**練習問題 1:**
本文抜粋の「モーリー・ロバートソン キム・カーダシアン「KIMONO」問題と捕鯨を語る MUSIC」から「MONOっていうブランド名。」までのすべてを、「補正下着」を「シェイプウェア」に置き換えて書き直しなさい。
**練習問題 2:**
本文抜粋に登場する人名をすべて挙げなさい。

渡辺志保 キム・カーダシアン「KIMONO」騒動を語る

モーリー・ロバートソン キム・カーダシアン「KIMONO」問題と捕鯨を語る MUSIC GARAGE:ROOM 101

渡辺志保さんがbayfm『MUSIC GARAGE:ROOM 101』の中でキム・カーダシアンが自身の補正下着ラインに「KIMONO」と名付け商標登録し、それが「文化の盗用だ」と批判を受けた件について話していました。

(渡辺志保)まずは海外トピックから紹介していきましょう。これ、絶対にしゃべりたいと思って決めてたんですけど。キム・カーダシアンが「KIMONO(キモノ)」を商標登録して大炎上! ということで、こちらのお話、ぜひ皆さんの意見も聞きたいなと思ってるんですけれども。ご存知の方もたくさんいると思うけれども、カニエ・ウェストの奥さんでもございますキム・カーダシアンが、自身の補正下着のファッション。ランジェリーラインを発表して。そのブランドの名前がKIMONOっていうブランド名。

[コレクション項目]
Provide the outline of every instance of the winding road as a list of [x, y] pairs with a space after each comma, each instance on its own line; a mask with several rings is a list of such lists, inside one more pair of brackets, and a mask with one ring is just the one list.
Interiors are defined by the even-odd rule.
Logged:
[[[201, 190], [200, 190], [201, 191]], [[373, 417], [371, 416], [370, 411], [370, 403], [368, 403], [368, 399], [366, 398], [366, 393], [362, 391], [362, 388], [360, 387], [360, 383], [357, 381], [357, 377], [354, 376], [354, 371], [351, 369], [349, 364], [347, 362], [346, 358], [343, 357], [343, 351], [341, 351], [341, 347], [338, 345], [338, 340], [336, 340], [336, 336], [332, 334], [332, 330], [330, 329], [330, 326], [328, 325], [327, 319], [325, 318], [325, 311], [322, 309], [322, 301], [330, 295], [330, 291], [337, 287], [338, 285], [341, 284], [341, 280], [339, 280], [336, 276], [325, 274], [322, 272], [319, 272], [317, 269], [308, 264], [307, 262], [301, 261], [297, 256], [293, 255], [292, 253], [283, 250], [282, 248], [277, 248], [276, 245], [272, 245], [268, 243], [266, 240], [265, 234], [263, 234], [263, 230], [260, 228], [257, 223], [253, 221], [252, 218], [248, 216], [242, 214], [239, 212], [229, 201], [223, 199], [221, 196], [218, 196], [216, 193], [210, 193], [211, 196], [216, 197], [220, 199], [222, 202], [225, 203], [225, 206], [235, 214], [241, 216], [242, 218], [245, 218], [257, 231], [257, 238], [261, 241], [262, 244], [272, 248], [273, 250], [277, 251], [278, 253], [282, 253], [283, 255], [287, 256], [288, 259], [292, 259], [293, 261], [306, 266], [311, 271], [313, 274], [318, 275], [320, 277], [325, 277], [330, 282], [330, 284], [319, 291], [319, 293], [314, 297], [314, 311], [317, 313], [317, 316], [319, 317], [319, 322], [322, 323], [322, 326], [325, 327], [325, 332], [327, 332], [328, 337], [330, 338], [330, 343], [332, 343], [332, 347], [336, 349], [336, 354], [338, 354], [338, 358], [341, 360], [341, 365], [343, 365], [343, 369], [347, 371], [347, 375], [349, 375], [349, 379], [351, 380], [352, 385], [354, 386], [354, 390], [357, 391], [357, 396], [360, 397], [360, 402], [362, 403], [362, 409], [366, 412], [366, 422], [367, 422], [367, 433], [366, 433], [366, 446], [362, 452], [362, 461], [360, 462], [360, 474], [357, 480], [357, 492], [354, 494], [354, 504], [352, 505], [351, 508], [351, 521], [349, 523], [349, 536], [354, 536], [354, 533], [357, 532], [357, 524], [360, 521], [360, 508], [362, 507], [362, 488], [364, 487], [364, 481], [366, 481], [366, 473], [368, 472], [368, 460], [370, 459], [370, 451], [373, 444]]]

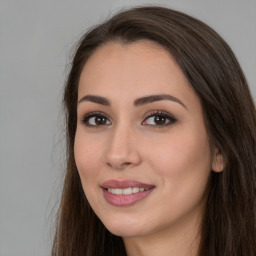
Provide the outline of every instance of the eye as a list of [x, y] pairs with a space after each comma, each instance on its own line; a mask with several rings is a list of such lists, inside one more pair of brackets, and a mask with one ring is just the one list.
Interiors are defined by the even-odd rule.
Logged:
[[154, 111], [142, 122], [143, 125], [164, 127], [176, 122], [176, 119], [163, 111]]
[[110, 125], [110, 120], [102, 113], [89, 113], [82, 118], [82, 123], [86, 126]]

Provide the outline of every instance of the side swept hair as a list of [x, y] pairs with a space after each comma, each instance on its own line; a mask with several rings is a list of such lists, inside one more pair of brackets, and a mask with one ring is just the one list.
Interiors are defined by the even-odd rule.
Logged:
[[211, 173], [199, 256], [256, 255], [256, 114], [243, 72], [227, 43], [203, 22], [163, 7], [116, 14], [80, 40], [68, 76], [64, 106], [67, 170], [57, 216], [53, 256], [126, 255], [91, 209], [74, 160], [78, 81], [98, 47], [152, 40], [167, 49], [200, 98], [206, 129], [226, 167]]

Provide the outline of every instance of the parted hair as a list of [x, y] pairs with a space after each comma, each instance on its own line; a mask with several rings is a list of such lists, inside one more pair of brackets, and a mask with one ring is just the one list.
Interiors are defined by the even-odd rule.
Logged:
[[67, 168], [52, 256], [126, 255], [122, 238], [105, 228], [84, 195], [73, 147], [78, 82], [86, 61], [108, 42], [139, 40], [154, 41], [174, 57], [201, 101], [210, 143], [225, 159], [224, 170], [211, 172], [209, 179], [198, 255], [255, 256], [256, 114], [246, 79], [232, 50], [212, 28], [157, 6], [124, 10], [78, 43], [63, 97]]

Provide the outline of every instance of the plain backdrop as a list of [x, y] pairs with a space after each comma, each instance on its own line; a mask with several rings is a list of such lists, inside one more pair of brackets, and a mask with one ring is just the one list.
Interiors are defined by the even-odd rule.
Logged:
[[90, 26], [141, 4], [212, 26], [235, 52], [255, 98], [256, 0], [0, 0], [0, 256], [50, 255], [73, 46]]

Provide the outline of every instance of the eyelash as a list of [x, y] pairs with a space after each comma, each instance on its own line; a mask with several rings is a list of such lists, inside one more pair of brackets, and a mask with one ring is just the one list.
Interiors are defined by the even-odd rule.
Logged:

**解答 1:**
モーリー・ロバートソン キム・カーダシアン「KIMONO」問題と捕鯨を語る MUSIC GARAGE:ROOM 101

渡辺志保さんがbayfm『MUSIC GARAGE:ROOM 101』の中でキム・カーダシアンが自身のシェイプウェアラインに「KIMONO」と名付け商標登録し、それが「文化の盗用だ」と批判を受けた件について話していました。

(渡辺志保)まずは海外トピックから紹介していきましょう。これ、絶対にしゃべりたいと思って決めてたんですけど。キム・カーダシアンが「KIMONO(キモノ)」を商標登録して大炎上! ということで、こちらのお話、ぜひ皆さんの意見も聞きたいなと思ってるんですけれども。ご存知の方もたくさんいると思うけれども、カニエ・ウェストの奥さんでもございますキム・カーダシアンが、自身のシェイプウェアのファッション。ランジェリーラインを発表して。そのブランドの名前がKIMONOっていうブランド名。

**解答 2:**
渡辺志保、キム・カーダシアン、モーリー・ロバートソン、カニエ・ウェスト